Xihe: A New Era for Zero-Shot Time Series Forecasting with Hierarchical Attention

TLDR: Xihe is a new family of time series foundation models developed by Ant Group, featuring a novel Hierarchical Interleaved Block Attention (HIBA) mechanism. HIBA enables the models to effectively capture multi-scale temporal dependencies by combining local (intra-block) and global (inter-block) attention. Ranging from 9.5M to 1.5B parameters, Xihe models achieve state-of-the-art zero-shot forecasting performance on the GIFT-Eval benchmark, demonstrating superior accuracy and efficiency compared to existing approaches, particularly in adapting to diverse time series data without specific training.

Time series forecasting, the art of predicting future values based on historical data, is a cornerstone of decision-making across countless industries. From predicting stock prices and energy consumption to weather patterns and sales figures, its applications are vast. However, a significant challenge arises when models need to perform well on new, unseen datasets without any specific training – a task known as zero-shot transfer.

Traditional time series foundation models (TSFMs) have often borrowed their architectural designs from successful language models. While these models have shown promise, they frequently struggle to effectively capture the complex, multi-scale temporal dependencies that are inherent to time series data. This limitation becomes particularly evident when attempting zero-shot transfers across datasets with vastly different underlying patterns and sampling rates.

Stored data
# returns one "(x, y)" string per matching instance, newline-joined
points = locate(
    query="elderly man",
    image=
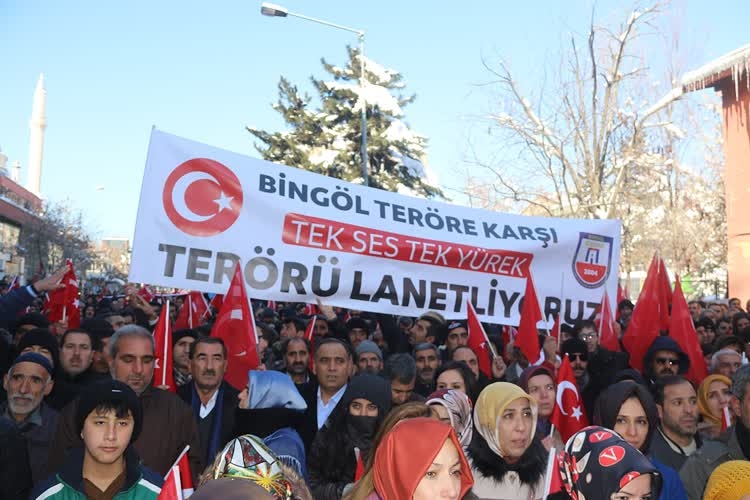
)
(212, 399)
(27, 382)
(168, 423)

### Exercise tasks
A. According to the Xihe article, which company developed the Xihe models?
B. Transcribe the part of the Xihe article that opens with the words "Time series forecasting, the" and closes with "as zero-shot transfer.".
C. List everything the Xihe article names as something time series forecasting is used to predict.

### List of solutions
A. Ant Group

B.
Time series forecasting, the art of predicting future values based on historical data, is a cornerstone of decision-making across countless industries. From predicting stock prices and energy consumption to weather patterns and sales figures, its applications are vast. However, a significant challenge arises when models need to perform well on new, unseen datasets without any specific training – a task known as zero-shot transfer.

C. Stock prices, energy consumption, weather patterns, sales figures